_TEXT SECTION:_
● ● ● ● ● ● ●

Nice preso. Looks good to me, don't see any problems.

Minor typo on #13 "a 16 kW range*s*".


----------



## HugoStiglitz (Apr 11, 2011)

rexowner said:


> Nice preso. Looks good to me, don't see any problems.
> 
> Minor typo on #13 "a 16 kW range*s*".


Yes, a couple typos/grammatical errors but overall very thought provoking and informative slides!


----------



## Dennis Alwon (May 9, 2009)

HugoStiglitz said:


> Yes, a couple typos/grammatical errors but overall very thought provoking and informative slides!


Good, I hadn't had a chance to scrutinize it. I can deal with a few typo's but I think the questions are pretty sound. Thanks for viewing it.


----------



## Bama (Dec 17, 2010)

That's some pretty cool stuff. Wish you'd done this about 2 months ago when I was neck deep in NEC...:thumbup1: Very helpful to newbies that actually give a chit about the code.

● ● ● ● ● ● ●

_RAW DATA:_
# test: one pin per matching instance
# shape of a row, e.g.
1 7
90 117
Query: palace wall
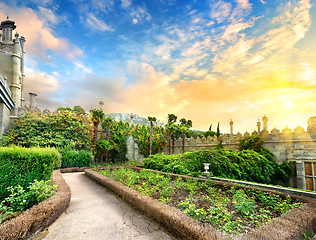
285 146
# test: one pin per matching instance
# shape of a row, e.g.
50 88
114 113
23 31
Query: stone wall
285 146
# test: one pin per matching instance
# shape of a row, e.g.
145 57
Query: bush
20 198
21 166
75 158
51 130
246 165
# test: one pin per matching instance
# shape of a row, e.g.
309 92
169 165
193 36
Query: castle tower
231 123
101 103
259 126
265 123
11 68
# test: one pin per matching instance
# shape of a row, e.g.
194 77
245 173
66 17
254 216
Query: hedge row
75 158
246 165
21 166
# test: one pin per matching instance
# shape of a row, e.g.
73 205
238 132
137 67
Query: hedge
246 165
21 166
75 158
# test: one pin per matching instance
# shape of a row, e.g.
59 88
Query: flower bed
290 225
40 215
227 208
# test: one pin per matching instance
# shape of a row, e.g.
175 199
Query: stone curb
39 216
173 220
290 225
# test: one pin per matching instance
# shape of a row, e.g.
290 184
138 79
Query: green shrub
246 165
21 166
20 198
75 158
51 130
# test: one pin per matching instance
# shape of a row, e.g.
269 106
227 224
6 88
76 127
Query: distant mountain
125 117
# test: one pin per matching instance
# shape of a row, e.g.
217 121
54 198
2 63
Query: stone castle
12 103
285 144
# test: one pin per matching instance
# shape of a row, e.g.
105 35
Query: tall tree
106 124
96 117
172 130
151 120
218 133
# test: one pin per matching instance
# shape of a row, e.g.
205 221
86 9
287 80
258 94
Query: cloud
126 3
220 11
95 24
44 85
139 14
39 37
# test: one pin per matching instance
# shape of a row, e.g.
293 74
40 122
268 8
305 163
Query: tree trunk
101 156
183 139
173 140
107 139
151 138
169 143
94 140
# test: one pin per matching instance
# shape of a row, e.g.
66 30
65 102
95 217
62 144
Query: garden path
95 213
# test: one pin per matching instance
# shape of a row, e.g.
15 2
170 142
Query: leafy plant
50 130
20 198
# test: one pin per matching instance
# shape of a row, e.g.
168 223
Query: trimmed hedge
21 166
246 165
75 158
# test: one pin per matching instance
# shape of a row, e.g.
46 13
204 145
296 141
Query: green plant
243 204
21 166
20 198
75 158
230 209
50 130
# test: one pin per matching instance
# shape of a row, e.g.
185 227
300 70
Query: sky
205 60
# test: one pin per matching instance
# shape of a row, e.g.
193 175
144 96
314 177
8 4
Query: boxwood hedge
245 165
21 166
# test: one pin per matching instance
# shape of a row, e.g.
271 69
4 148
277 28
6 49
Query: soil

● ● ● ● ● ● ●

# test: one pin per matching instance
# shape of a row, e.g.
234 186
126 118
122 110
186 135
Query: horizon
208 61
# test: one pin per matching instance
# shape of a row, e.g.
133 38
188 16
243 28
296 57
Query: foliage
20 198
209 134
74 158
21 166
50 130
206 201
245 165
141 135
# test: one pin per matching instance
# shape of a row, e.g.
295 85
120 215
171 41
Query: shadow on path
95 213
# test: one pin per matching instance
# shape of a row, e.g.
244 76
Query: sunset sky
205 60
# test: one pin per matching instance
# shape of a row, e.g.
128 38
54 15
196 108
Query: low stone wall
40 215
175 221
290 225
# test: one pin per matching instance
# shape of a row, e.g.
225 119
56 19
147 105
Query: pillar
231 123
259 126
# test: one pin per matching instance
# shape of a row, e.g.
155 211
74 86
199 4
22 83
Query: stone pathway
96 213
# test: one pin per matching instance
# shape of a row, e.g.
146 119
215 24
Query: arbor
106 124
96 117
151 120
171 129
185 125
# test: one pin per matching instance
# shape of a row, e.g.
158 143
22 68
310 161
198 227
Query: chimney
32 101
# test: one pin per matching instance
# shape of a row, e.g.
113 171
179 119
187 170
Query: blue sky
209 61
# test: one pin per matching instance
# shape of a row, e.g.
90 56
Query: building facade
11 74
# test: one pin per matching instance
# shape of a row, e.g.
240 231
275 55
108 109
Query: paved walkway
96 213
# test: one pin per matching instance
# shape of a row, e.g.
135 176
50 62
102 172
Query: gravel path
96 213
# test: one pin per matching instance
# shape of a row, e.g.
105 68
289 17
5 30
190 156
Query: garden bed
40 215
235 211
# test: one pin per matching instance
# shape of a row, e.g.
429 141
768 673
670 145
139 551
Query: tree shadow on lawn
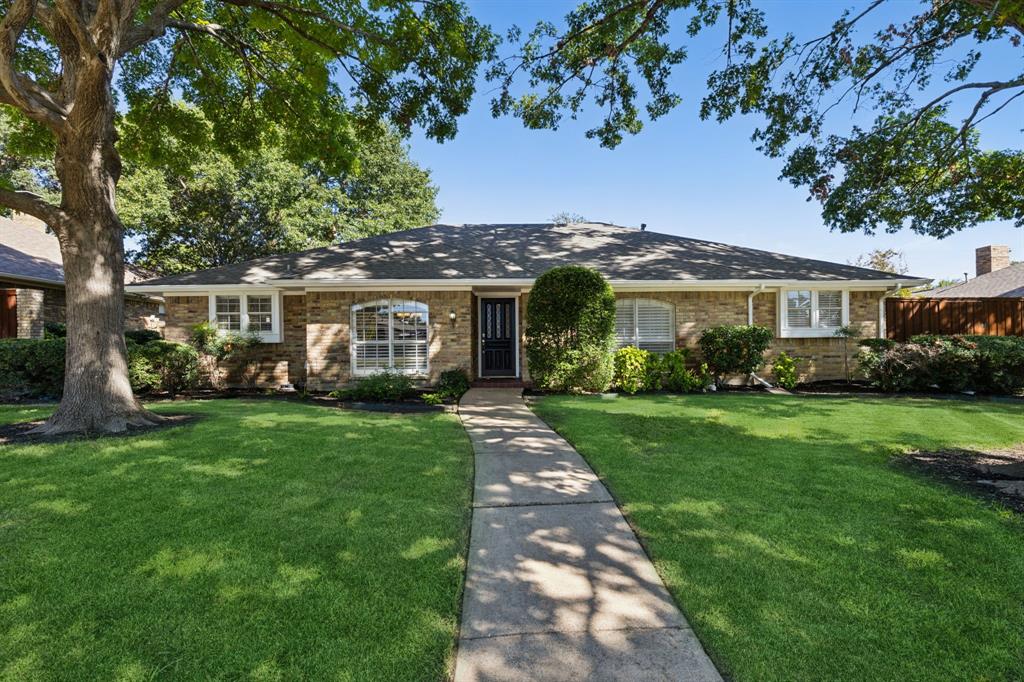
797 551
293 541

● ● ● ● ● ● ●

_WRITTEN TASK:_ Reproduce the forum thread above word for word, in full.

_TASK OUTPUT:_
Nice preso. Looks good to me, don't see any problems.

Minor typo on #13 "a 16 kW range*s*".


----------



## HugoStiglitz (Apr 11, 2011)

rexowner said:


> Nice preso. Looks good to me, don't see any problems.
> 
> Minor typo on #13 "a 16 kW range*s*".


Yes, a couple typos/grammatical errors but overall very thought provoking and informative slides!


----------



## Dennis Alwon (May 9, 2009)

HugoStiglitz said:


> Yes, a couple typos/grammatical errors but overall very thought provoking and informative slides!


Good, I hadn't had a chance to scrutinize it. I can deal with a few typo's but I think the questions are pretty sound. Thanks for viewing it.


----------



## Bama (Dec 17, 2010)

That's some pretty cool stuff. Wish you'd done this about 2 months ago when I was neck deep in NEC...:thumbup1: Very helpful to newbies that actually give a chit about the code.